[Start of DATASET ROWS]

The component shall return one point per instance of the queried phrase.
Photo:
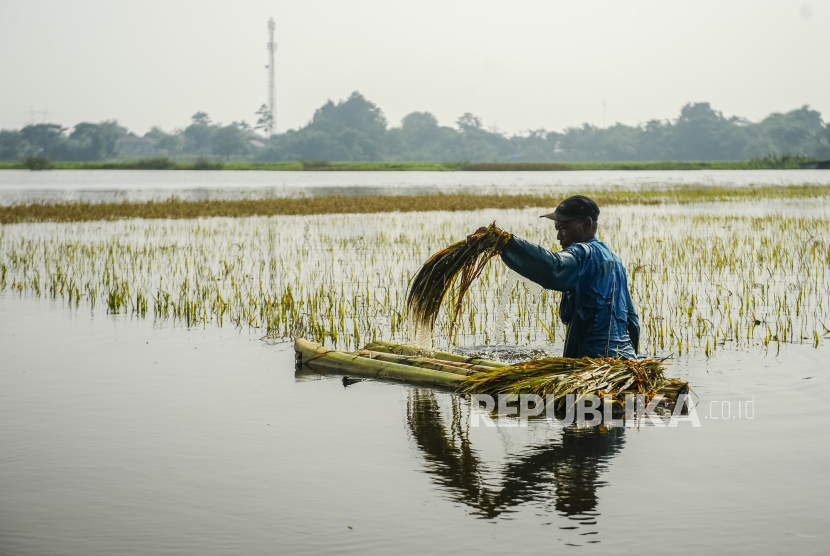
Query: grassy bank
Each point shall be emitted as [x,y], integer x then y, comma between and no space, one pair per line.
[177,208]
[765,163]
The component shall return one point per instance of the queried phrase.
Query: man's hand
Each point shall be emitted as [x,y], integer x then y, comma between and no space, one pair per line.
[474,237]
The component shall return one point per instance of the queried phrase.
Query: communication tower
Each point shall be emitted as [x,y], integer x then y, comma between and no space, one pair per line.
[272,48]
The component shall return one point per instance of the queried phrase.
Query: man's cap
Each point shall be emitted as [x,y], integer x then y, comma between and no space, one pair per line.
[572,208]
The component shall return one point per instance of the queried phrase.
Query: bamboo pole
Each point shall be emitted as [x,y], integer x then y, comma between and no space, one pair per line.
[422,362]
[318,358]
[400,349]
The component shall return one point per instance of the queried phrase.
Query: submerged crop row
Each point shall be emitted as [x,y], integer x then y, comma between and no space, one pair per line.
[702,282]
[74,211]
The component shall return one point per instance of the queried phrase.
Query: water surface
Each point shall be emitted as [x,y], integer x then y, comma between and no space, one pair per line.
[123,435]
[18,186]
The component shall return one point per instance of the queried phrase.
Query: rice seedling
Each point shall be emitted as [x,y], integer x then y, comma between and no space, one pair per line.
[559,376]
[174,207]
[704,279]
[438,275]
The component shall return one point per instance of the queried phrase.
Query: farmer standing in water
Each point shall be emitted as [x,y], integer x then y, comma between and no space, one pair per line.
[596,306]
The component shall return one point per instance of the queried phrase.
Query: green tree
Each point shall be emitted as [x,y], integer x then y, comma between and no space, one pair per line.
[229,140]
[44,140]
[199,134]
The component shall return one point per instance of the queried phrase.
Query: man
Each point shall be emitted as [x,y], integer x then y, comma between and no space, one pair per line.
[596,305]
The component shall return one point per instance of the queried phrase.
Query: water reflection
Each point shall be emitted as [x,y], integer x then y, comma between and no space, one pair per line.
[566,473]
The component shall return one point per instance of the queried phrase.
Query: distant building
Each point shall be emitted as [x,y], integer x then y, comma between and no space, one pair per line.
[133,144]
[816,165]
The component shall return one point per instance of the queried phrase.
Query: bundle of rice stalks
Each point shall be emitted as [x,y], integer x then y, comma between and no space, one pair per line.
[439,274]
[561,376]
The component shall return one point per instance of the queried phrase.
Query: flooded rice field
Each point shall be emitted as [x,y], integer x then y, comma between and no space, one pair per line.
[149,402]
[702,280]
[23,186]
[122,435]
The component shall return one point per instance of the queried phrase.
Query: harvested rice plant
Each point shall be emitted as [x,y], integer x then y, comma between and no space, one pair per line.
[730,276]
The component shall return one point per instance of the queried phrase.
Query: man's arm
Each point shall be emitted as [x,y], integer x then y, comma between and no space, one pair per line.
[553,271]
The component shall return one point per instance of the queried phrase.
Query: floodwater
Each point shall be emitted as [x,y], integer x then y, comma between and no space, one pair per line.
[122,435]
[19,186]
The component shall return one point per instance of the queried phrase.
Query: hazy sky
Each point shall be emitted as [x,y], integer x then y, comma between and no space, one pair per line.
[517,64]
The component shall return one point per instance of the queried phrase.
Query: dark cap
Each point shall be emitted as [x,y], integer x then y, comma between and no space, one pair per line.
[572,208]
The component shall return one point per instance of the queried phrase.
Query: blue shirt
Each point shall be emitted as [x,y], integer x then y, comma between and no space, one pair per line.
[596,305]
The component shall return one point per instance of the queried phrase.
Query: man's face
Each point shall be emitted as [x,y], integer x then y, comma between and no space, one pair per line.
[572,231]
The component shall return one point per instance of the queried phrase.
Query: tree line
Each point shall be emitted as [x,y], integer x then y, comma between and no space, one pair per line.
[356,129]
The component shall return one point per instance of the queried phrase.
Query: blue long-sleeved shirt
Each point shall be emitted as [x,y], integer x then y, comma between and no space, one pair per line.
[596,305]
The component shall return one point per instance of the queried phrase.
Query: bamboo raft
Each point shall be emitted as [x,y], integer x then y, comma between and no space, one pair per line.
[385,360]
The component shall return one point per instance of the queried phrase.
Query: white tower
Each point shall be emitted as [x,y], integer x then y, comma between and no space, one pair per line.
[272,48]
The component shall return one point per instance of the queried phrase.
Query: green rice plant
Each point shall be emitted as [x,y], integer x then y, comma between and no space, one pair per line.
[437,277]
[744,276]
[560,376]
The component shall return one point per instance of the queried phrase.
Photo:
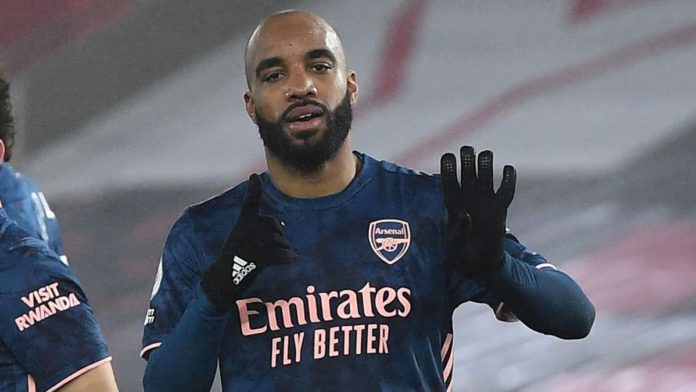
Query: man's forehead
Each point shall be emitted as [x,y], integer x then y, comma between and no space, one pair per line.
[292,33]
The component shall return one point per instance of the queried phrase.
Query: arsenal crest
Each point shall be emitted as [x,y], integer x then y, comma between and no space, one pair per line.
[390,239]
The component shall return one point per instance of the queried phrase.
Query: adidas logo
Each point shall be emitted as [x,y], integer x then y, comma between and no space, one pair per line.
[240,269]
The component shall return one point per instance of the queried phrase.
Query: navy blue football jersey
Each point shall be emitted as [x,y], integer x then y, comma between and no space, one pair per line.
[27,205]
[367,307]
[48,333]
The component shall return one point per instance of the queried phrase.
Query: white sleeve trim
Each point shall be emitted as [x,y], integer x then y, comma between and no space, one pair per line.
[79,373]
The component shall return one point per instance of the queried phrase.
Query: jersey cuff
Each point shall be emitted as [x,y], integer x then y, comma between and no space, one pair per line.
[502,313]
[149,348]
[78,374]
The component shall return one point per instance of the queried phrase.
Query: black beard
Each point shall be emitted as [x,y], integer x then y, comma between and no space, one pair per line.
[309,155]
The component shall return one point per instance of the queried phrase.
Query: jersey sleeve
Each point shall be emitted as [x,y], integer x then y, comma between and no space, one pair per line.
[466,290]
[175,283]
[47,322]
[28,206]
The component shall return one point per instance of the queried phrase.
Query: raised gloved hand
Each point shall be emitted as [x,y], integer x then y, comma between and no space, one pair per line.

[End of DATASET ROWS]

• [GIVEN TASK]: Return each line of the data, keeping its wording exact and omitting pictures.

• [SOLVED EXERCISE]:
The component shall return one point per instance of the queried phrase.
Photo:
Query: grassy bank
Each point shall be emitted as [x,y], integer x then y, comma between and no space, one pair per line.
[177,208]
[765,163]
The component shall return one point per instance of the queried phrase.
Query: man's hand
Each point shall be emitted as [x,y], integer x then y, comma between and no space, one pair per line.
[474,237]
The component shall return one point per instance of the queried phrase.
Query: communication tower
Each point shall be emitted as [x,y], integer x then y, comma between and no space, one pair per line.
[272,48]
The component shall return one point per instance of the queried phrase.
Query: man's cap
Each point shall be emitted as [x,y], integer x then y, comma between and no space, one pair per line.
[572,208]
The component shall return one point per instance of the queried phrase.
Query: bamboo pole
Each point shall be emitted as [x,y], integer x then y, comma between and no space, one pair per line.
[422,362]
[318,358]
[400,349]
The component shall return one point per instance of the queried phrase.
Query: submerged crop row
Each point shall be emitted as [x,y], integer x then y, comma between and no space, one pair per line.
[702,282]
[74,211]
The component shall return one point per instance of the queried phrase.
Query: water surface
Each point shall be emitted as [x,y], integer x then y, comma between and no space, one pair per line.
[123,435]
[18,186]
The component shall return one point per instance of the queried phrase.
Query: rice seedling
Each point shall be emitted as [x,y], integer x then y, comma between and no space, one pair per line.
[559,376]
[174,207]
[704,279]
[438,275]
The component shall return one point per instance of the queried phrase.
Query: farmer standing in water
Each point shall be emitted as [x,y], integer x then y, comma between and no space, one pair per line.
[596,306]
The component shall return one point per instance of the queried phrase.
Query: green tree
Each point shall be emitted as [x,y], integer x then y, comma between and no space, one pair per line.
[229,140]
[44,140]
[199,134]
The component shall return one point per instance of the queried phrase.
Query: man
Each point shall be emitted as [x,y], integer x then y, comma between and no space, one pair per line.
[596,305]
The component shall return one point per instance of the queried phrase.
Query: water reflection
Each point shall be emitted as [x,y], integer x then y, comma between and no space, one pair per line.
[566,473]
The component shall return one point per instance of the queried phrase.
Query: distant building
Each point shall be emitted as [x,y], integer x then y, comma between and no space, one pair per line.
[133,144]
[816,165]
The component shall return one point per instance of the queried phrase.
Query: bundle of rice stalks
Each point shall be emitted as [x,y], integer x then y, comma between and no space, one pair per line.
[439,274]
[561,376]
The component shall return one point per instance of the queried phrase.
Query: flooded rice field
Each point shall be emitted as [x,y], integer x then y, comma between and no space, one pair per line.
[149,402]
[702,280]
[23,186]
[122,435]
The component shall return one point per instance of the queried phrase.
Query: harvested rice plant
Each point shall be emitted as [x,y], integer x then y, comma between and no space, one pair per line.
[730,276]
The component shall return one point per instance of the queried phrase.
Query: man's arm
Each point shall be emitted as [x,y], integer x then y, comma between and no space, one pair per line.
[553,271]
The component shall return one point per instance of the queried phrase.
Query: floodwater
Each point shall be emitted as [x,y], integer x then y, comma between and no space, one pair per line.
[122,435]
[19,186]
The component shall return one point per instance of the queried phrase.
Query: hazy sky
Each point shall be emitted as [x,y], integer x then y, comma between and no space, one pair per line.
[517,64]
The component shall return one point per instance of the queried phrase.
Query: dark cap
Each point shall be emitted as [x,y], integer x then y, comma between and no space, one pair per line.
[572,208]
The component shall return one point per instance of the queried phrase.
Query: blue shirt
Each point shall be emitted as [x,y], integer x then y, comma between and no space, one pair per line.
[596,305]
The component shall return one point per instance of the queried phrase.
Query: man's face
Each point shall be emitted as [x,y], integer x then y, comma between and no space, one pair per line.
[572,231]
The component shall return one point per instance of the queried phrase.
Query: tree line
Each point shall be emitted as [x,y], integer x then y, comma between and no space, one pair per line.
[356,129]
The component shall return one point per instance of the queried phrase.
Query: blue long-sleeved shirt
Each point shall be emitted as [x,y], integer x then y, comma between and no space, one pair per line.
[596,305]
The component shall return one point per instance of the queried phrase.
Query: bamboo raft
Each point shall be emitted as [x,y], integer x then y, comma between and no space, one pair per line.
[385,360]
The component shall return one point per instance of the queried phrase.
Query: white tower
Each point shall be emitted as [x,y], integer x then y, comma between and no space, one pair per line.
[272,48]
The component shall return one point per instance of the queried phrase.
Query: green rice plant
Each point shall be emitted as [x,y], integer x then y, comma between and no space, one pair per line.
[437,277]
[744,276]
[560,376]
The component shall return one point per instance of the queried phrase.
Photo:
Query: man's forehead
Each point shall be emitted as [x,y], integer x then y, comma between and no space, one pair per line.
[292,33]
The component shall return one point per instance of the queried phrase.
Query: arsenal crest
Each point shall be emitted as [x,y], integer x then y, comma between and no space, one pair per line.
[390,239]
The component shall return one point per instance of the queried phrase.
Query: adidas logo
Each point shall be emitted as [x,y], integer x then y, comma between and no space, one pair per line.
[240,269]
The component shall return one point per instance of the queried phrase.
Query: navy blue football jersey
Each point shall be emitted as [x,y], integer x then y, comma between and no space, one pair per line.
[27,205]
[367,307]
[48,333]
The component shall return one point per instance of the queried phrase.
Query: white sleeve trim
Each point shall be emitted as [x,y], integer x then y, comma between and no space, one pair per line.
[79,373]
The component shall return one point per instance of the queried phrase.
Query: jersey cuff
Each point shall be emitted as [x,y], integer x then y, comma between and no space, one pair per line.
[502,313]
[149,348]
[78,374]
The component shall return one point per instance of the queried phrase.
Query: black beard
Each point shall be emitted as [x,y], integer x then y, comma between and no space, one pair per line.
[309,155]
The component shall return one point per instance of the queried phrase.
Query: jersey sleeve
Each point shall be emitted as [x,y], integer x then y, comma between and no space, one pair per line.
[466,290]
[175,283]
[47,322]
[28,206]
The component shall return one point per instance of the queried phrase.
Query: raised gloved hand
Each point shall be emitted as [x,y], integer x then y, comma between and no space, one pair per line.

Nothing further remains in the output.